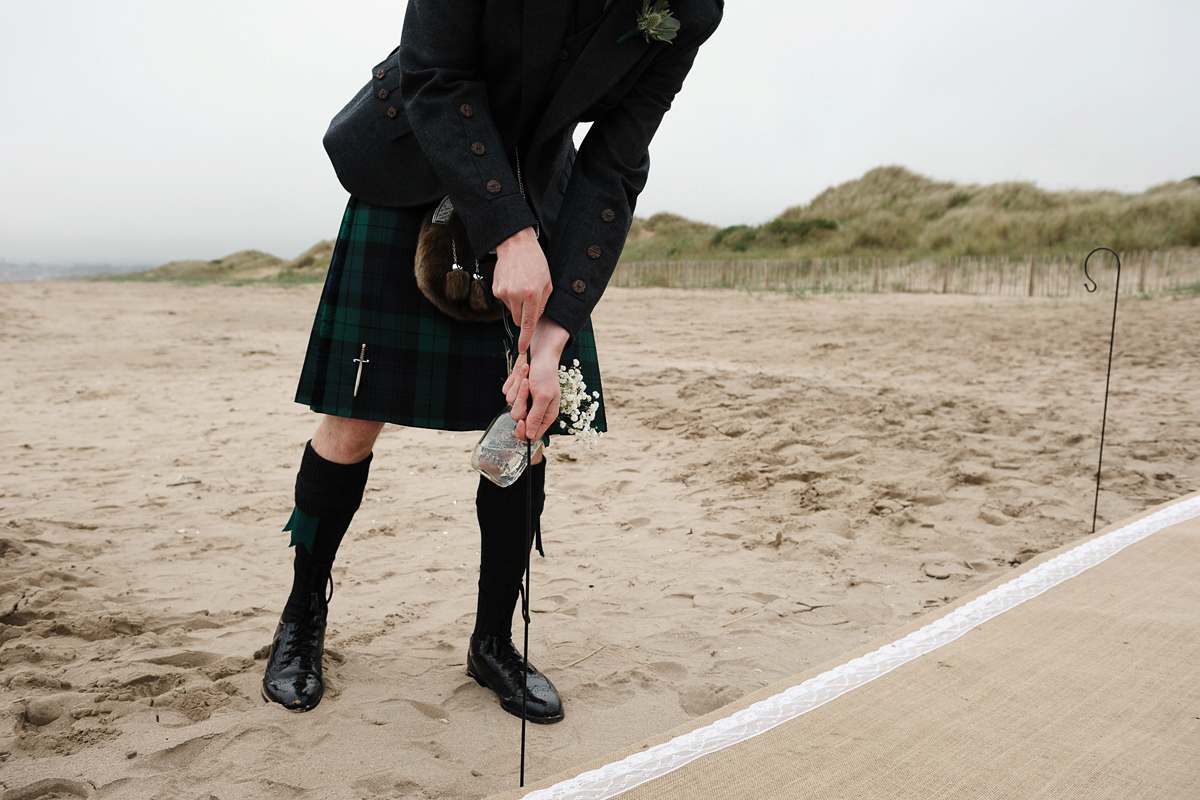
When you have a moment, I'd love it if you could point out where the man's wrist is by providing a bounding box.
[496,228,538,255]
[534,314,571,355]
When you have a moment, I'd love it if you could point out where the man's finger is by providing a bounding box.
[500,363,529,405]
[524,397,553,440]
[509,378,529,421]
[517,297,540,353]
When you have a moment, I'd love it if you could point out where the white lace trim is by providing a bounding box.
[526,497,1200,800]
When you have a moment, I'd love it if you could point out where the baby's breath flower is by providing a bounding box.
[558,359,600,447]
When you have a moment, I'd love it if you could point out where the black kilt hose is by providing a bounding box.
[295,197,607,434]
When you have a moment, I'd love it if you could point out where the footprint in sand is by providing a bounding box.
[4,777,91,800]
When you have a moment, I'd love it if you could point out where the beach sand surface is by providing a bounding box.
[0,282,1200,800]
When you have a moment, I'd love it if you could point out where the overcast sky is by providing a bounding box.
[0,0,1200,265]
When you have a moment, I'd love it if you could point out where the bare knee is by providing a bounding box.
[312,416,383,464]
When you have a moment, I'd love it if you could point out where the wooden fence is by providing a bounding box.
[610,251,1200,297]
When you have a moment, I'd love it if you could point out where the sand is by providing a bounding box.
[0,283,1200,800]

SET EXERCISE
Could you copy all of the lines above word for word, leaving the picture out of your answer?

EXERCISE SOLUTION
When you have a moment, I'd love it if you could point out where the man's wrist is by providing a bounding box.
[496,228,538,255]
[534,314,571,355]
When you have a moment, I'd love it if you could point out where the man's finger is by providing a bounding box.
[500,363,529,405]
[524,397,553,440]
[509,378,529,421]
[517,297,540,353]
When you have a moment, I'd love it if you could point out where the white lace trim is by providing a bounding box.
[526,497,1200,800]
When you have a moment, I'd love it if you could point out where the baby's breath flower is by providing a bounding box.
[558,359,600,447]
When you have a moment, I'd love it if you could point out where the black kilt hose is by providing a bounding box.
[295,197,607,434]
When you have a moment, I'd love it if you could point out where the footprint in sand is by providing a bounding box.
[4,777,91,800]
When you have a moment, I'd love it if you could point out where the beach sand surface is by providing a bounding box.
[0,282,1200,800]
When you have a moment, I'd love it if you could point out where the overcast sky is by providing a bounding box.
[0,0,1200,265]
When you have a moment, I'd love it if you could point out where the bare knee is by providing a bounding box.
[312,416,383,464]
When you have a moment, I'd love it if you could point out where the wooden fence is by providing a bounding box.
[610,251,1200,297]
When you have a moment, I'd love it if you could point out where the sand is by providing a bounding box.
[0,283,1200,800]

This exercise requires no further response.